Exercise
List each line in the data below that contains the string "with", copying every such line in full.

Input
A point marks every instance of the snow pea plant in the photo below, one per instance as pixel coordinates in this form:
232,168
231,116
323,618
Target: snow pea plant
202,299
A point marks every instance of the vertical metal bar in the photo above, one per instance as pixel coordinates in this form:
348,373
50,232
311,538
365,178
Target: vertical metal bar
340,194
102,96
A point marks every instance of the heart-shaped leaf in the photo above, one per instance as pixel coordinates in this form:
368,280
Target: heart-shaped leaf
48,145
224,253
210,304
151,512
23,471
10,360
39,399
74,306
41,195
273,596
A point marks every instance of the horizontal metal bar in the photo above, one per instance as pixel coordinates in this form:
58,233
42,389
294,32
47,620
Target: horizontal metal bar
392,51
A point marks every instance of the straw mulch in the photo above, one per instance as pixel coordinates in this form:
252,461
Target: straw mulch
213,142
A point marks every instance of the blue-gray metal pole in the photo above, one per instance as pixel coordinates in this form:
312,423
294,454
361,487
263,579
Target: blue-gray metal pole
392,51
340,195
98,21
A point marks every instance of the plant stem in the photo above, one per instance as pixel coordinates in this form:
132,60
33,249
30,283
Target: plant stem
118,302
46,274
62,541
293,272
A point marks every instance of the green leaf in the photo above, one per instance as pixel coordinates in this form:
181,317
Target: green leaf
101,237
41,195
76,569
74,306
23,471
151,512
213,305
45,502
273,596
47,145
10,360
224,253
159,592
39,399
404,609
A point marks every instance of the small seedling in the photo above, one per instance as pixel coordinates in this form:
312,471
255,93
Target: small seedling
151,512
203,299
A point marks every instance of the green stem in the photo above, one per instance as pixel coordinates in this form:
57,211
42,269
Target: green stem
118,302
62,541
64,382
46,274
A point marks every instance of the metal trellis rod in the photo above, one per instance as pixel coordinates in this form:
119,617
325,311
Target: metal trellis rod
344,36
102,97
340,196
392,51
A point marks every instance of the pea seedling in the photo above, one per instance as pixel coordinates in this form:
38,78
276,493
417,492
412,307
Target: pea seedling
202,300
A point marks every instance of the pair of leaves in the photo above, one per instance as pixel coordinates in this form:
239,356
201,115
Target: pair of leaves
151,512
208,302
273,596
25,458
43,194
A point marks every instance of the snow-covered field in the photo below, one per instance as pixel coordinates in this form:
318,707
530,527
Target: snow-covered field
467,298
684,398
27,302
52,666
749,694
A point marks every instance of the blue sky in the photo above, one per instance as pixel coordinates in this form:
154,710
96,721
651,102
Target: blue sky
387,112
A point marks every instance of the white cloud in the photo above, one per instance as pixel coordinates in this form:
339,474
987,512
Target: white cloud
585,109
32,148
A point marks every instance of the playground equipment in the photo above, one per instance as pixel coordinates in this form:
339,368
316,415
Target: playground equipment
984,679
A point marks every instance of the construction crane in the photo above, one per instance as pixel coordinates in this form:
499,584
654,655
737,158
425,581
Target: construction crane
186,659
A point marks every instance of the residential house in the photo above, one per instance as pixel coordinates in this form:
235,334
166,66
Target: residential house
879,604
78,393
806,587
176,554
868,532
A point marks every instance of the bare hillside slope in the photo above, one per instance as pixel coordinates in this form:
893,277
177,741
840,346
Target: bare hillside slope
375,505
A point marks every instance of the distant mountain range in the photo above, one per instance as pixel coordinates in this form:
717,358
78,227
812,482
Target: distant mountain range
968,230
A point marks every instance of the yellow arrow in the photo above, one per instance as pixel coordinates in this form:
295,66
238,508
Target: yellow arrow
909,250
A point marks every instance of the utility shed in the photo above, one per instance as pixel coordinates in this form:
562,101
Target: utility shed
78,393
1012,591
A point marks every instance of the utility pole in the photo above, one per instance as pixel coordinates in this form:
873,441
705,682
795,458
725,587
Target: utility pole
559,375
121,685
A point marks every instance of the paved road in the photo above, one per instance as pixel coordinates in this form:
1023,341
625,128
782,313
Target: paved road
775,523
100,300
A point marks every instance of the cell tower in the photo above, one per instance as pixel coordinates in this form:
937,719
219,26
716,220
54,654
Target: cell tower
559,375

==

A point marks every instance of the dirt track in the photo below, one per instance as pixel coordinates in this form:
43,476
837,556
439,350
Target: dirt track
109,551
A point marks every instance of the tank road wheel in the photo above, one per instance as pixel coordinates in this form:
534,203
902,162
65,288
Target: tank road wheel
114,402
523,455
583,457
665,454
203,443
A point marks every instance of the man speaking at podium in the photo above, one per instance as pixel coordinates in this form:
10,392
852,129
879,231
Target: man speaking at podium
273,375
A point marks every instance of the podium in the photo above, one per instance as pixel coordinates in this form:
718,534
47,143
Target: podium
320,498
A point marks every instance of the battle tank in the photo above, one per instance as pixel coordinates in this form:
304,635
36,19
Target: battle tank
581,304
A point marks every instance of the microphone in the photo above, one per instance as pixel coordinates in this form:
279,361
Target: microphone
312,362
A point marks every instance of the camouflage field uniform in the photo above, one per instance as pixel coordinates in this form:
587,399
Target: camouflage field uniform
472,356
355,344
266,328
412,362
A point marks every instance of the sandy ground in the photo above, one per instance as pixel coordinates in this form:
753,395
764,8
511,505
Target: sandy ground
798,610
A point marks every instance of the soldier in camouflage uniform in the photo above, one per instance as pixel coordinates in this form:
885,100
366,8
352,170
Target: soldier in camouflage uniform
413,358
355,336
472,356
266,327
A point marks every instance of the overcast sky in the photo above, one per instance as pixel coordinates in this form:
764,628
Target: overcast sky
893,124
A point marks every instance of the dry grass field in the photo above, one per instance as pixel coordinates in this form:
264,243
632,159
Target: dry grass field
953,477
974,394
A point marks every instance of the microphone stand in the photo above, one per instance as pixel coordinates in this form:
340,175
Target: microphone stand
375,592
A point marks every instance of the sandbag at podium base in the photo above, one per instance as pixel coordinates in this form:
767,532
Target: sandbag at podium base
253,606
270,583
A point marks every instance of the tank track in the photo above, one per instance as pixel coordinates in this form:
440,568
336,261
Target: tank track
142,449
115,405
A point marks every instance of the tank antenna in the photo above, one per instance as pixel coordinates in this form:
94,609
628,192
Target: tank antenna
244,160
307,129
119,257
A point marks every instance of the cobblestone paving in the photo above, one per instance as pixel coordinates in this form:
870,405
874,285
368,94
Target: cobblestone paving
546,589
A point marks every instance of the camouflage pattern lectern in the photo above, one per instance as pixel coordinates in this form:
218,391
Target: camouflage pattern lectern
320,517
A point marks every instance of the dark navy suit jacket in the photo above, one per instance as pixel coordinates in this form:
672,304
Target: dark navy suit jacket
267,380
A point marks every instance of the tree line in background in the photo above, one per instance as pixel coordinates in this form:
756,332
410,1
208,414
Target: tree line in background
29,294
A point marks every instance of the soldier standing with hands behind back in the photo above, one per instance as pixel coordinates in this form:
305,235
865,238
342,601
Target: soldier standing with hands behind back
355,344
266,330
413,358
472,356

Result of this exercise
A point marks every instance of the soldier standing with hands behind back in the photo above, one per instance as pixel coordinates in this form:
Target: soldier standing with hands behind back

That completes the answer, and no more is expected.